[EXERCISE GOAL] Write out all of the entries that follow, word for word, but skip the pictures.
— Begin DATA SHOWN —
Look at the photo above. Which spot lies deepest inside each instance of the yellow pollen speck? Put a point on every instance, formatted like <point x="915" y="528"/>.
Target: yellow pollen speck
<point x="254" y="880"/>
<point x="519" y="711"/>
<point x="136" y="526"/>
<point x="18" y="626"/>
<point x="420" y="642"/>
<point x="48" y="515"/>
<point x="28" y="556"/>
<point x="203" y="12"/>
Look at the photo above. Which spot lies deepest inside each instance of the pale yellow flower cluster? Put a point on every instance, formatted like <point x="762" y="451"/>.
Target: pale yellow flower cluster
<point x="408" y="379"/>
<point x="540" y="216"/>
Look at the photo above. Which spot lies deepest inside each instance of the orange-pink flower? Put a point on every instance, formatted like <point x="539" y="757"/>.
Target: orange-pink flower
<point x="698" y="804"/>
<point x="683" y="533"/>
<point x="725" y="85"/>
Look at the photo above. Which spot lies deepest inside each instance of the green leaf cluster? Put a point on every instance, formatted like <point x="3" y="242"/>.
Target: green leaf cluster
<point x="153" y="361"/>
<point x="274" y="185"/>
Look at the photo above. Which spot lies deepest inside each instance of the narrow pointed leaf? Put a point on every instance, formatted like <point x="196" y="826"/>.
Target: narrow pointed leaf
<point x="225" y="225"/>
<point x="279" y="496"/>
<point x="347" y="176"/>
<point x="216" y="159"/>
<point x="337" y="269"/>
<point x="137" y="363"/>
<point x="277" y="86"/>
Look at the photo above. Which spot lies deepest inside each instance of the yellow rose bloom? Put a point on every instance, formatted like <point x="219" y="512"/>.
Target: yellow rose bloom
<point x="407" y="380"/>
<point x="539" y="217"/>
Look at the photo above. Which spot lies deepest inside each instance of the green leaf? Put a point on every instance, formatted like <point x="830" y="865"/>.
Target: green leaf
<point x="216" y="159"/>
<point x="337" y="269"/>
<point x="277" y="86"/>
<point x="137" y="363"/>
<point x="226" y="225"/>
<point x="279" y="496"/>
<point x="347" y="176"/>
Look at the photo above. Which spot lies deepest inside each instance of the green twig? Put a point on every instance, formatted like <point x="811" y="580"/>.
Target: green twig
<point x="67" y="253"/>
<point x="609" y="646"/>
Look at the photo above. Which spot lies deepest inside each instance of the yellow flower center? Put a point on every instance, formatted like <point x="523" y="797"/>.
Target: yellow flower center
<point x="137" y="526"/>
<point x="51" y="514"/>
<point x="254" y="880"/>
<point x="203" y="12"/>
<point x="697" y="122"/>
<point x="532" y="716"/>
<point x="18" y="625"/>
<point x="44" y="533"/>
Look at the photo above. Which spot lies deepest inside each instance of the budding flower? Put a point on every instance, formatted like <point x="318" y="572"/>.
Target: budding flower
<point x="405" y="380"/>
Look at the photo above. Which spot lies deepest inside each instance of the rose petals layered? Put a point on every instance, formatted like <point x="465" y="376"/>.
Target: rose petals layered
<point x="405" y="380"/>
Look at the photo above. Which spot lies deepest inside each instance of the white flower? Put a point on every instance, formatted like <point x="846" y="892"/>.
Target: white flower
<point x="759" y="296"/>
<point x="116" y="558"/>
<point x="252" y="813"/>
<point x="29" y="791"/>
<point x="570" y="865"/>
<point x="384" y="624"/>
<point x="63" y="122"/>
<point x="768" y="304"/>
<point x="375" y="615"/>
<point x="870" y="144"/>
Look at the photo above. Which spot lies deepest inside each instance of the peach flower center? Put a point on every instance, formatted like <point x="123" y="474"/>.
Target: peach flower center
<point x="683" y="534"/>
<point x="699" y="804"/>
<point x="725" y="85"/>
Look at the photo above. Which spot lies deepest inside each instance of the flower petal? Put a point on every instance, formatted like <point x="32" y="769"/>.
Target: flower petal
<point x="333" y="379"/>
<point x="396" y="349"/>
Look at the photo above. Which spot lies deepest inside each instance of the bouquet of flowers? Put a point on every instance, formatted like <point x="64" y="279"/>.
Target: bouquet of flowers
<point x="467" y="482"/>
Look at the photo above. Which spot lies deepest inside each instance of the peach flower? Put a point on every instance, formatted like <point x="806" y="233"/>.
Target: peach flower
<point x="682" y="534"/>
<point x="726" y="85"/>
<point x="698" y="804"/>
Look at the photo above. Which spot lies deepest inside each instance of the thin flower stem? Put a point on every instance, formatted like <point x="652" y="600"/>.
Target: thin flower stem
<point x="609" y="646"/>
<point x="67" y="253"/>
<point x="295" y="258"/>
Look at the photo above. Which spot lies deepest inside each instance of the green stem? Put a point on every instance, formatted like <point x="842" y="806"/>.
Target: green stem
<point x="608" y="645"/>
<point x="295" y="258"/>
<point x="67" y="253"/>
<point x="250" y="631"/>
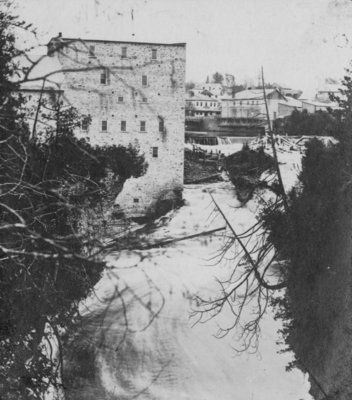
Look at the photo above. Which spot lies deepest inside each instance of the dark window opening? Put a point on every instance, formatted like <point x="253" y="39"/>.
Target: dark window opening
<point x="85" y="124"/>
<point x="91" y="51"/>
<point x="103" y="78"/>
<point x="161" y="124"/>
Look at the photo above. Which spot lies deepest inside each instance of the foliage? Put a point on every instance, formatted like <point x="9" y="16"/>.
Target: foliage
<point x="306" y="237"/>
<point x="217" y="77"/>
<point x="245" y="168"/>
<point x="48" y="263"/>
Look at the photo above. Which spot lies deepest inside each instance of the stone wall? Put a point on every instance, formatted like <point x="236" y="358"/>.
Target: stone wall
<point x="125" y="97"/>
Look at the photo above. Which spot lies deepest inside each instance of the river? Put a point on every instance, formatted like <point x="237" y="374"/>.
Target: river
<point x="137" y="338"/>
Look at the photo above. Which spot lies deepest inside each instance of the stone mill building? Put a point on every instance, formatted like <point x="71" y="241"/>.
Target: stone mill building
— End DATA SHOWN —
[RESPONSE]
Look at the photo above. Which spot lies deepest inside each instance of the yellow pollen speck? Put a point on every instance, formatted like <point x="915" y="528"/>.
Target: yellow pollen speck
<point x="254" y="880"/>
<point x="519" y="711"/>
<point x="136" y="526"/>
<point x="18" y="626"/>
<point x="420" y="642"/>
<point x="48" y="515"/>
<point x="28" y="556"/>
<point x="203" y="12"/>
Look at the photo above. Which spot lies deepest inside each instance of the pale yellow flower cluster? Put a point on every instance, formatted like <point x="762" y="451"/>.
Target: pale yellow flower cluster
<point x="408" y="379"/>
<point x="540" y="216"/>
Look at the photo above. Which spot lies deepest inside each instance of the orange-pink flower? Put a point on every instance, formatted like <point x="539" y="757"/>.
Target: orange-pink flower
<point x="698" y="804"/>
<point x="683" y="533"/>
<point x="725" y="85"/>
Look at the photo above. Which spot lies deepest inside each instance of the green leaf cluster? Put a point on every instance, formatted like <point x="3" y="242"/>.
Target: green leaf cluster
<point x="153" y="361"/>
<point x="274" y="185"/>
Look at the photo above. Which spot lies deepest inside each instance of the narrow pointed leaf? Put a point on every instance, formatted like <point x="196" y="826"/>.
Target: narrow pointed leaf
<point x="225" y="225"/>
<point x="279" y="496"/>
<point x="347" y="176"/>
<point x="216" y="159"/>
<point x="337" y="269"/>
<point x="137" y="363"/>
<point x="277" y="86"/>
Look at the photo above. Which spot lies deepest inside each instance of the yellow rose bloom? Put a point on every instance, formatted like <point x="219" y="512"/>.
Target: yellow rose bloom
<point x="407" y="380"/>
<point x="539" y="217"/>
Look at the photo above. Which spot lies deepest inside each instance of the green leaf? Put a point on every instance, formatted like <point x="830" y="865"/>.
Target: green leaf
<point x="216" y="159"/>
<point x="337" y="269"/>
<point x="277" y="86"/>
<point x="137" y="363"/>
<point x="226" y="225"/>
<point x="279" y="496"/>
<point x="347" y="176"/>
Look at the photo above. Which spot lies deepest inside each instance of the green twig? Put a point on every instance, formatted like <point x="811" y="580"/>.
Target: green twig
<point x="67" y="253"/>
<point x="609" y="646"/>
Look at the photo above. Which spot lies deepest inside each instance of the yellow flower center? Put a point on every instance, formatted like <point x="523" y="797"/>.
Target: yellow flower center
<point x="137" y="526"/>
<point x="51" y="514"/>
<point x="254" y="880"/>
<point x="203" y="12"/>
<point x="697" y="122"/>
<point x="532" y="716"/>
<point x="18" y="625"/>
<point x="44" y="533"/>
Look at the photo above. Which spot lies deepest inside each instance of the budding flower? Put a point on every instance, formatted like <point x="318" y="572"/>.
Target: budding flower
<point x="405" y="380"/>
Look at the photo above. Which spot lies deepest inside each instance of the rose petals layered? Put a point on every instance, formatted like <point x="465" y="376"/>.
Target: rose petals layered
<point x="405" y="380"/>
Look at the photo above. Which spot lies deepest inside each instance of the white flower? Put a point on every instance, formatted like <point x="846" y="892"/>.
Target: white flower
<point x="759" y="296"/>
<point x="116" y="558"/>
<point x="252" y="813"/>
<point x="29" y="791"/>
<point x="570" y="865"/>
<point x="384" y="624"/>
<point x="63" y="122"/>
<point x="768" y="304"/>
<point x="375" y="615"/>
<point x="870" y="144"/>
Look at the photo above. Which spot lies deepest inside each instance of the peach flower center? Put a point on every instance, formatted like <point x="123" y="474"/>.
Target: peach flower center
<point x="683" y="534"/>
<point x="699" y="804"/>
<point x="725" y="85"/>
Look at the photo above. Which spot lies deepest inside each instance of the flower petal? Put a point on every instance, formatted like <point x="32" y="769"/>.
Target: flower petal
<point x="333" y="379"/>
<point x="396" y="349"/>
Look at the photo above. Which spot lies deepest inside each instance of the bouquet of flowers? Put a point on every instance, formatted like <point x="64" y="279"/>.
Target: bouquet of flowers
<point x="467" y="482"/>
Look at the photo above. Which spot lies deepest inside each instance of the peach flower? Put a point on every instance, formatted like <point x="806" y="233"/>.
Target: peach flower
<point x="682" y="534"/>
<point x="726" y="85"/>
<point x="698" y="804"/>
Look at the photo above. Which spot lies deepest inside each instance of the thin flower stem? Put a point on every instance, formatted like <point x="652" y="600"/>.
Target: thin flower stem
<point x="609" y="646"/>
<point x="67" y="253"/>
<point x="295" y="258"/>
Look at the photo above. Which spot lies deepest inside each instance of the green stem? Put a point on every instance, formatted like <point x="842" y="806"/>.
Target: green stem
<point x="608" y="645"/>
<point x="295" y="258"/>
<point x="67" y="253"/>
<point x="250" y="631"/>
Look at the photo above. Which spot lies deepest inside each instance of the dark window opening? Put a point on every instance, formatted like <point x="253" y="39"/>.
Target: dark window opening
<point x="85" y="124"/>
<point x="91" y="51"/>
<point x="103" y="78"/>
<point x="161" y="124"/>
Look at the photo above. Which spot lies deepest inside each instance of the foliage? Put a point on every instance, formatted like <point x="9" y="16"/>.
Target: foliage
<point x="306" y="237"/>
<point x="217" y="77"/>
<point x="245" y="168"/>
<point x="48" y="263"/>
Look at the photo above. Which spot lies deepest inside each instance of the stone wall? Put a point on every instance, formatted like <point x="236" y="358"/>.
Target: stone wall
<point x="125" y="97"/>
Look at the photo above. Which spot lies deepest inside each instance of the river? Put a point on every instance, formatted like <point x="237" y="374"/>.
Target: river
<point x="137" y="338"/>
Look at the photo above. Which spot lies deepest inside each instance of the stone mill building? Put a point on every instance, formatted like <point x="71" y="241"/>.
Target: stone mill building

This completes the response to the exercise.